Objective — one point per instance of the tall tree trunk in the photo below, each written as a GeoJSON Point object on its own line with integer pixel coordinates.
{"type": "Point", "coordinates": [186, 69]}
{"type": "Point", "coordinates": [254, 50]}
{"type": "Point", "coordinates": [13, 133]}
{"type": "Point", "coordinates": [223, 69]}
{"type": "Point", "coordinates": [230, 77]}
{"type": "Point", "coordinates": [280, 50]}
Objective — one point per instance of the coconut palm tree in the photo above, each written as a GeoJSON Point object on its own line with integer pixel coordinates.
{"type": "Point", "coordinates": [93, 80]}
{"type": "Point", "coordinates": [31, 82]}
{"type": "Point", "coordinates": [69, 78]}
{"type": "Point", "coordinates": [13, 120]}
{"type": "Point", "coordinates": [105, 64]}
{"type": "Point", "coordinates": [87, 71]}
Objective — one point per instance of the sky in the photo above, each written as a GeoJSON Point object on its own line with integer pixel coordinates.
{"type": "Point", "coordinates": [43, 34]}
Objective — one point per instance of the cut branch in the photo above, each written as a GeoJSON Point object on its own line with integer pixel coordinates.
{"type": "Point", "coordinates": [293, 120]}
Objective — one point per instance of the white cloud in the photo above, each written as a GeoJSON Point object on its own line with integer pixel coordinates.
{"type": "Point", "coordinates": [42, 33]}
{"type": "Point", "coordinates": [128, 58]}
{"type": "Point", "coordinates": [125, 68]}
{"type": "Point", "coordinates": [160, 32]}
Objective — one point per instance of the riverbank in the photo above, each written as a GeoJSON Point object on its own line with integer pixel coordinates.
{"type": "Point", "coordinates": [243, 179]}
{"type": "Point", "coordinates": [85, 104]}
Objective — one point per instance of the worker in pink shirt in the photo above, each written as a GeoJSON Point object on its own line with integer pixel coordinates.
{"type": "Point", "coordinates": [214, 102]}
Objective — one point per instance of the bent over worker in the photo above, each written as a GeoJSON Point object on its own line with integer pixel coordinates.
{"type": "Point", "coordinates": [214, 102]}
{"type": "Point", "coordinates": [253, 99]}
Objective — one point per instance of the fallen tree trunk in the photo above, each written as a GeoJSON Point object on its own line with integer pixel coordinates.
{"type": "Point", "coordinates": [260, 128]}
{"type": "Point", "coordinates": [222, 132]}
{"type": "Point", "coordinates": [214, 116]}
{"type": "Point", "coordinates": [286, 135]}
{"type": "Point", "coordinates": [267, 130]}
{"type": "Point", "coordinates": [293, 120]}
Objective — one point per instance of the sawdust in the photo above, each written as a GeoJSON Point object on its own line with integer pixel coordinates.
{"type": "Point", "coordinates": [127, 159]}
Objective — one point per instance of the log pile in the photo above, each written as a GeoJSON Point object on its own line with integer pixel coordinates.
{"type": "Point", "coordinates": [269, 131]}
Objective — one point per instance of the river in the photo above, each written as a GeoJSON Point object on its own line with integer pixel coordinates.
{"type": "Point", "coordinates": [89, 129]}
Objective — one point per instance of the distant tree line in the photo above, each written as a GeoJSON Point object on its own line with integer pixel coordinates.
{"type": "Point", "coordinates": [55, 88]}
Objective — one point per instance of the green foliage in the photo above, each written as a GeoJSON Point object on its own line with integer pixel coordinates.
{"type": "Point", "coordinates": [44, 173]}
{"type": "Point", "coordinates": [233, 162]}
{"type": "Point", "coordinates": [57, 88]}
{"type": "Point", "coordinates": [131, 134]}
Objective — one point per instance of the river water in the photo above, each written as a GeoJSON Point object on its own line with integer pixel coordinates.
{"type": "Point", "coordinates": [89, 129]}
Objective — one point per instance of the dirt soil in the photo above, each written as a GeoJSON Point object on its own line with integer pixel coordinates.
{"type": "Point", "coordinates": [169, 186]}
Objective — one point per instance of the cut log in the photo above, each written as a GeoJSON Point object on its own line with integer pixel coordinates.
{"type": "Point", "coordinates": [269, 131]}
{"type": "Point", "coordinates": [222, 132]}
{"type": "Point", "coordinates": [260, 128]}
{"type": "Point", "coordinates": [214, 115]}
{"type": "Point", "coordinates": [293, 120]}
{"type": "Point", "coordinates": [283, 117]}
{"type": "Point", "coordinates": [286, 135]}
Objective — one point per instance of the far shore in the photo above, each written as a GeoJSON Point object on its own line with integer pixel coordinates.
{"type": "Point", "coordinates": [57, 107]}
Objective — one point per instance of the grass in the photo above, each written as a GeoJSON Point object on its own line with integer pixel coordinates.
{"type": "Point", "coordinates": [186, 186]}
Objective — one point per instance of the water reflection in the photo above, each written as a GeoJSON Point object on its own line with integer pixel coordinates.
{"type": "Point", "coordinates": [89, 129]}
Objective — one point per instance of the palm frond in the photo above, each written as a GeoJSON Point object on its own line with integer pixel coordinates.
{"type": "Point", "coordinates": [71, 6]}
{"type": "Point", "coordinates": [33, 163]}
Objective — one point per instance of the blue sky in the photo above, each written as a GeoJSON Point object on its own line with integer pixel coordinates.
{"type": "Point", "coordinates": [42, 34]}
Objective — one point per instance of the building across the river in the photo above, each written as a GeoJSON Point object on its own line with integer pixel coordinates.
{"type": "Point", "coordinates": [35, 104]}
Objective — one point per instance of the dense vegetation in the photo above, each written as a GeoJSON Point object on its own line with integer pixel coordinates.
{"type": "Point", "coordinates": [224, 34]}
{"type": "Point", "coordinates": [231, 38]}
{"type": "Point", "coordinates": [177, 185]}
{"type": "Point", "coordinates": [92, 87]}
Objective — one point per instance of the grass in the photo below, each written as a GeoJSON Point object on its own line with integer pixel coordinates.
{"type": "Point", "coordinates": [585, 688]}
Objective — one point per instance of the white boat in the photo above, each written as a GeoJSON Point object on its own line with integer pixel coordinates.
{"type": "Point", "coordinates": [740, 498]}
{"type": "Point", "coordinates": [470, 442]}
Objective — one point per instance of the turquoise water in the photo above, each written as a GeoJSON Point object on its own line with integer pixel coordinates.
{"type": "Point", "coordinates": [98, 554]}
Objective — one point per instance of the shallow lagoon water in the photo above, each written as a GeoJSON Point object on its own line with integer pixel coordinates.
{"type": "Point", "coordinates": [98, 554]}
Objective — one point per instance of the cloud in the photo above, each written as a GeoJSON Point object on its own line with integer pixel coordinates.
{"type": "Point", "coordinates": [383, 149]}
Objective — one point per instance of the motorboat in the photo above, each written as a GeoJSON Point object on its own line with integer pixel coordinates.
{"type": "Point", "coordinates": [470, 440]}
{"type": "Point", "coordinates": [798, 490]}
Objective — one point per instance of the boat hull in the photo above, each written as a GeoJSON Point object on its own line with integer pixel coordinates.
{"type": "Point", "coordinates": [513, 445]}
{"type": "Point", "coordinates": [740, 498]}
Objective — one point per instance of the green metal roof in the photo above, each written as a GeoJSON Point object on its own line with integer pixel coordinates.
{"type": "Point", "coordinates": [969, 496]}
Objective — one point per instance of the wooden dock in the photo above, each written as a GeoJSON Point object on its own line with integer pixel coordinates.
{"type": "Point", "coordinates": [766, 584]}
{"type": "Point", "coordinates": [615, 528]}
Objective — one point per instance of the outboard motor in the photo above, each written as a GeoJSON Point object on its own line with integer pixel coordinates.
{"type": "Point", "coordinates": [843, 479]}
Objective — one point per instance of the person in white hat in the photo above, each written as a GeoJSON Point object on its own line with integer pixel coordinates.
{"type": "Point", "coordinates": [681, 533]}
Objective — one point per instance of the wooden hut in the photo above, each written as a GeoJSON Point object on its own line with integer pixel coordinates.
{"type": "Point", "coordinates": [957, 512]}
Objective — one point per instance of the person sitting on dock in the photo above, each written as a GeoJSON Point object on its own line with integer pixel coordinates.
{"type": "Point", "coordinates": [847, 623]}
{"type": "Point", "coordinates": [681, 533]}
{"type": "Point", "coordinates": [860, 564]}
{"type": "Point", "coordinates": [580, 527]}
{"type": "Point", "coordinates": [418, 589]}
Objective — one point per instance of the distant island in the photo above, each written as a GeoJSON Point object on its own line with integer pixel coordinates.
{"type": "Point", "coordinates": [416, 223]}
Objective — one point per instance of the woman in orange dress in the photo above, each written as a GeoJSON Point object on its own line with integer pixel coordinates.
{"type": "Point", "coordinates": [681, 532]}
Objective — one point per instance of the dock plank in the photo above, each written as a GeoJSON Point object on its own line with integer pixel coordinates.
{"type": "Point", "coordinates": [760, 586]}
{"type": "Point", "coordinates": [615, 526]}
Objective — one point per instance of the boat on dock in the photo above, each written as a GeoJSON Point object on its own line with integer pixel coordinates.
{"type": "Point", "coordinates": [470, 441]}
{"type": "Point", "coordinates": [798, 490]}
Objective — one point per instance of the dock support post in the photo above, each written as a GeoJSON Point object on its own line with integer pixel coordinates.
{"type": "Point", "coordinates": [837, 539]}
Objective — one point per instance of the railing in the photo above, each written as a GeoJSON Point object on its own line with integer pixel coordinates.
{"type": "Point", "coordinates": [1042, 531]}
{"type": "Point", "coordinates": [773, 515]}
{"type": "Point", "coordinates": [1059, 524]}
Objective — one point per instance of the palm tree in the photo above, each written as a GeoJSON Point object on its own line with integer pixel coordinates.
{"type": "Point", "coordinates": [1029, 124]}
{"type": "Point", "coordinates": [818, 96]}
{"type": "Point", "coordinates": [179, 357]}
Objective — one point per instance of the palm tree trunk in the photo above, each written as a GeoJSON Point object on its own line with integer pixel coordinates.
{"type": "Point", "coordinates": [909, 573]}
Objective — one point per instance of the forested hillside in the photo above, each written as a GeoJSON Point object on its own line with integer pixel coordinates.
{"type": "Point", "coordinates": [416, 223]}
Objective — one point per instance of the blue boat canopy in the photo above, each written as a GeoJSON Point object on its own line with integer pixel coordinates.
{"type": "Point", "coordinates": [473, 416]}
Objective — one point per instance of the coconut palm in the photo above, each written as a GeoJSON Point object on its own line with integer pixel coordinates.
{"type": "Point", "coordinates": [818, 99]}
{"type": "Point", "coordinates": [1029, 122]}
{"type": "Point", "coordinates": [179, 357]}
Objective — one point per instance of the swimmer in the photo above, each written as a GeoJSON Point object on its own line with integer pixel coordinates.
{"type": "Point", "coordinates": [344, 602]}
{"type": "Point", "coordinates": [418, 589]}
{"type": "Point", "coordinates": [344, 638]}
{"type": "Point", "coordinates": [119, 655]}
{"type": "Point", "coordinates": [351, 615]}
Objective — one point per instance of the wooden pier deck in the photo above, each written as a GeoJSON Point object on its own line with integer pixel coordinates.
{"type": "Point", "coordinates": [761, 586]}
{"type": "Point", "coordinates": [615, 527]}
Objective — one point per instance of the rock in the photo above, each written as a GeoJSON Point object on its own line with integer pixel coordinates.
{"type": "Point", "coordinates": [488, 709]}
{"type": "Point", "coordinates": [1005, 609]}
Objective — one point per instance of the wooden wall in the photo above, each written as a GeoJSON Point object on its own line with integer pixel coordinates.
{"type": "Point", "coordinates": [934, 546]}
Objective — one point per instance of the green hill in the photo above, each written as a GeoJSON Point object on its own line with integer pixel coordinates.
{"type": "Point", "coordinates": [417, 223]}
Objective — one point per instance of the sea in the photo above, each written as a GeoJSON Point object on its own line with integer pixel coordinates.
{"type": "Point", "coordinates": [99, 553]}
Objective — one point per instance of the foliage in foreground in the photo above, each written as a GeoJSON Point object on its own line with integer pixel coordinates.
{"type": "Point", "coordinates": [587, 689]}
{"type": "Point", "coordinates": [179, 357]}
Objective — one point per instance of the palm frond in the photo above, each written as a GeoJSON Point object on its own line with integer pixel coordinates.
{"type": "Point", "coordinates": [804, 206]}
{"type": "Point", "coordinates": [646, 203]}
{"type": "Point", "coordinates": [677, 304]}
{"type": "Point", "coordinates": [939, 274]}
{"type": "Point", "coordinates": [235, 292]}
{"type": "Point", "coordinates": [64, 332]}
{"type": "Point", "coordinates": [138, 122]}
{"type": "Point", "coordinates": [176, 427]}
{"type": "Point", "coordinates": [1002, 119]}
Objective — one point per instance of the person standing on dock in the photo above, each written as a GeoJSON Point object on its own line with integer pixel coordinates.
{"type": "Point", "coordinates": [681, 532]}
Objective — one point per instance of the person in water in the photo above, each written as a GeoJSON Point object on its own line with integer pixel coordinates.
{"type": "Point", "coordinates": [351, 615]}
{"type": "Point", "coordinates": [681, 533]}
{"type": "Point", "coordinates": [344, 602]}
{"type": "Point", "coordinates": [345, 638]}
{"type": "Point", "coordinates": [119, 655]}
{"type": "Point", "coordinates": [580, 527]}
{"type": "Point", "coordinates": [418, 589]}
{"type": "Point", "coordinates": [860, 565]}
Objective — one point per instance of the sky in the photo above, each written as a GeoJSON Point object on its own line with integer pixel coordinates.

● Written task: How many lines of the records contain the word "wooden"? Reply with the number alone.

● Answer to this exercise: 4